* Begin Records shown *

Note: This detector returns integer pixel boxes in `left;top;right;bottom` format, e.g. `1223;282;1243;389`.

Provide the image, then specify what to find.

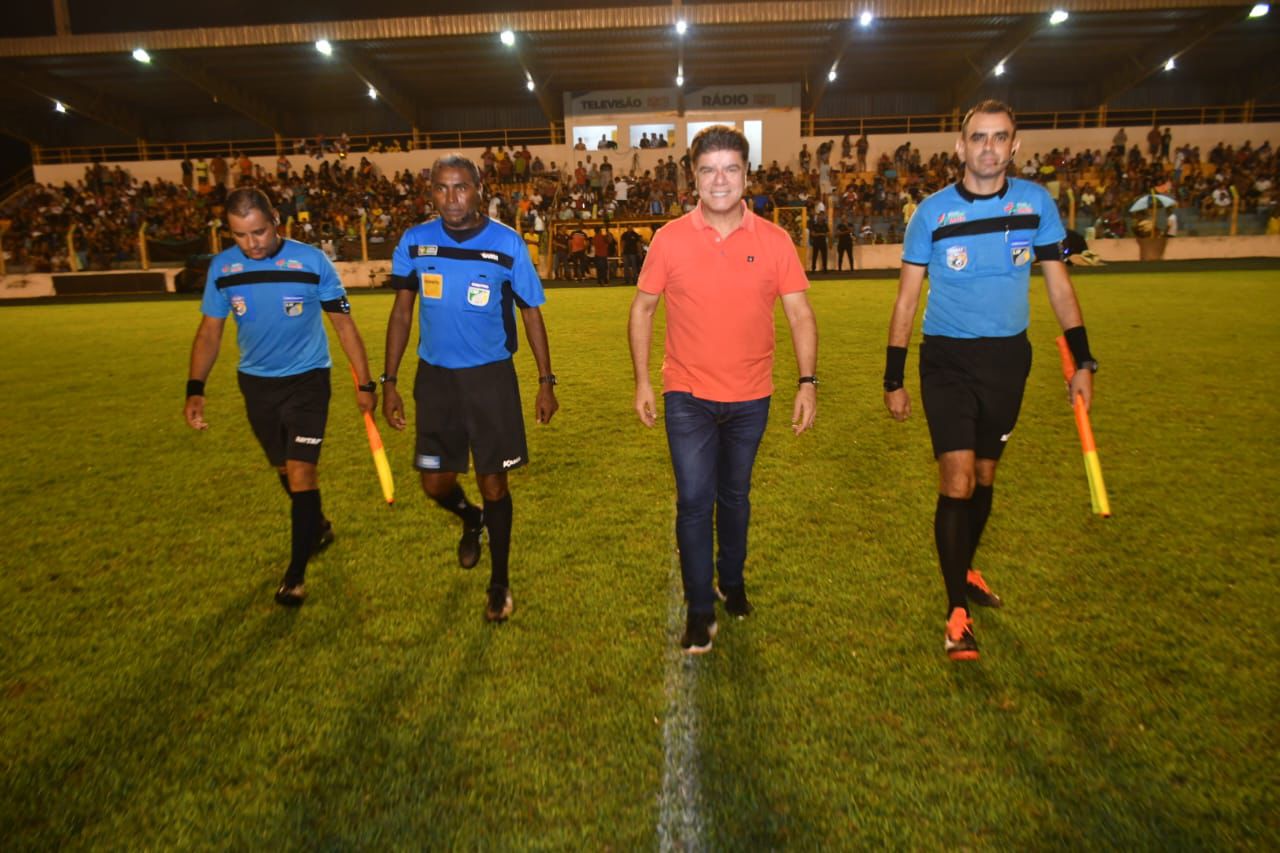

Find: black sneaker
311;519;333;555
484;587;516;622
458;516;484;569
716;587;755;619
680;612;718;654
275;580;307;607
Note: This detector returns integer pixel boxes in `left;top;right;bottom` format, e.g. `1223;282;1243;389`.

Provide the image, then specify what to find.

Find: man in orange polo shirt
627;126;818;654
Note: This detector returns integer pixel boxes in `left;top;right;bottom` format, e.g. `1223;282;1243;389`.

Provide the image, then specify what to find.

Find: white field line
658;512;707;853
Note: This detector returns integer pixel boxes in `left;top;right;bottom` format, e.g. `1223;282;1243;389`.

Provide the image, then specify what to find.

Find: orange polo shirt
639;204;809;402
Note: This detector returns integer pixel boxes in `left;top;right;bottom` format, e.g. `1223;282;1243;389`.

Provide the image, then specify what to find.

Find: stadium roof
0;0;1280;146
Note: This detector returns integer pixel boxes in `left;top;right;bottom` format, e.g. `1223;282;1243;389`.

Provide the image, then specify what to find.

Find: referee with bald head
383;155;559;622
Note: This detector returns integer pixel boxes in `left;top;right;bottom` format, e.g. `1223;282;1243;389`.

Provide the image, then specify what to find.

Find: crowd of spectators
0;128;1280;274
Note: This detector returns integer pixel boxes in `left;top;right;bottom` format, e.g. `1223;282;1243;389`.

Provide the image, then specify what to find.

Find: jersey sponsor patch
467;282;489;307
1009;240;1032;266
419;274;444;300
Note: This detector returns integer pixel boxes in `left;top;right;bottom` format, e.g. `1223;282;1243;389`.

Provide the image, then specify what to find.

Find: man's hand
182;394;209;429
791;382;818;435
1066;370;1093;411
635;382;658;427
383;382;404;430
534;382;559;424
884;388;911;421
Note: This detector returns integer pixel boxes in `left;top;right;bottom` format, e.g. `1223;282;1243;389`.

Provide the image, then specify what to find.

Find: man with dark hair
381;155;559;622
628;126;818;654
183;187;378;607
884;100;1098;661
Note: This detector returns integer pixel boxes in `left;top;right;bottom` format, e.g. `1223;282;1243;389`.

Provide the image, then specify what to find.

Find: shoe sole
965;584;1005;610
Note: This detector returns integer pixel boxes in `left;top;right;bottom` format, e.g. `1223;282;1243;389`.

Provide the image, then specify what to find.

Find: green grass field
0;272;1280;850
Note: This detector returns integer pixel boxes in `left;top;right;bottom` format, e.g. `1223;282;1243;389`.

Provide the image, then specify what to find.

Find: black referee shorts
237;368;329;467
413;359;529;474
920;332;1032;459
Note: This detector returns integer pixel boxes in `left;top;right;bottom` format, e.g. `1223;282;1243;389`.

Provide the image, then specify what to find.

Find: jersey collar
956;178;1009;204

* End Records shown *

Exercise:
Output the entries above exactly, without their pictures.

Correct output:
Note: This detector returns integer pixel boxes in `left;top;right;bottom` format, e.g. `1223;282;1243;389`.

Provide the image, then specify what to find.


Find: black sneaker
311;519;333;555
484;587;516;622
458;516;484;569
716;587;755;619
680;612;718;654
275;580;307;607
Note: This detector returns integer pixel boxes in `left;top;right;bottom` format, e.g. `1223;282;1243;389`.

Provide the image, then specify what to find.

Find: man in orange polo shirt
627;126;818;654
Note: This detector returns integer pixel boxes in `left;top;right;bottom` format, e.g. `1223;282;1243;389`.

Provide the image, then specify what to find.

Find: white field line
658;512;707;853
Note: This detector returns integer pixel boxes in `left;top;right;bottom` format, e.g. `1223;282;1243;389`.

Provide the image, then specify what to find.

Find: orange polo shirt
639;204;809;402
Note: This detector returns integer pixel boxes in `left;top;right;bottom` format, e.g. `1223;282;1243;389`.

Provide the image, then specify what to find.

Find: stadium roof
0;0;1280;146
Note: This detector returns integer pixel boxes in `left;top;right;bottom` format, e.g. `1223;282;1243;389`.

Provide the image, then specify what to find.

Find: referee with bald head
383;155;559;622
Note: This detector returns integer pixel boxes in `left;top;right;bottom` format, e.g. `1223;282;1243;389`.

Provide the image, then specify what to find.

Find: crowd of spectators
0;128;1280;274
Note: This detector returns integer pixel boxes in `left;top;right;bottom` format, e.g. `1223;282;1243;389`.

Provide the image, then specify what to find.

Find: jersey sponsor patch
467;282;489;307
1009;240;1032;266
419;274;444;300
Note: This detector returns integer pixel boxes in `left;top;right;bottom` format, e.g. `1223;282;1243;389`.

Provide the image, then specify what to find.

Find: man's hand
182;394;209;429
791;382;818;435
1066;370;1093;411
635;382;658;427
383;382;404;430
534;382;559;424
884;388;911;421
Note: This detector returns integer pixel boxes in `left;top;right;bottom` format, e.g. `1223;282;1243;389`.

Provide the image, then specify what to find.

Find: man with dark hair
381;155;559;622
628;126;818;654
183;187;378;607
884;100;1098;661
Note: This detector returns integer pixel boxes in `left;top;right;bottom` format, e.g. `1223;282;1243;389`.

Provide the image, then specify what to find.

Find: shoe sole
965;584;1005;610
Note: This detector returns integer pixel boxes in `left;top;right;bottom` format, e.g. `1223;282;1243;389`.

Provide the image, then specify what to find.

Find: green grass field
0;272;1280;850
Note: This detector returns integer pixel boxes in `left;top;right;bottom` format, e.g. `1223;282;1243;389`.

Provide the image, then specify what to find.

Find: black referee shorts
237;368;329;467
413;359;529;474
920;332;1032;459
Note: This detector returns integer pixel boxes in `left;top;right;bottom` format, e.g. `1223;282;1243;389`.

Provide the image, then specify what to find.

Find: jersey collar
956;178;1009;204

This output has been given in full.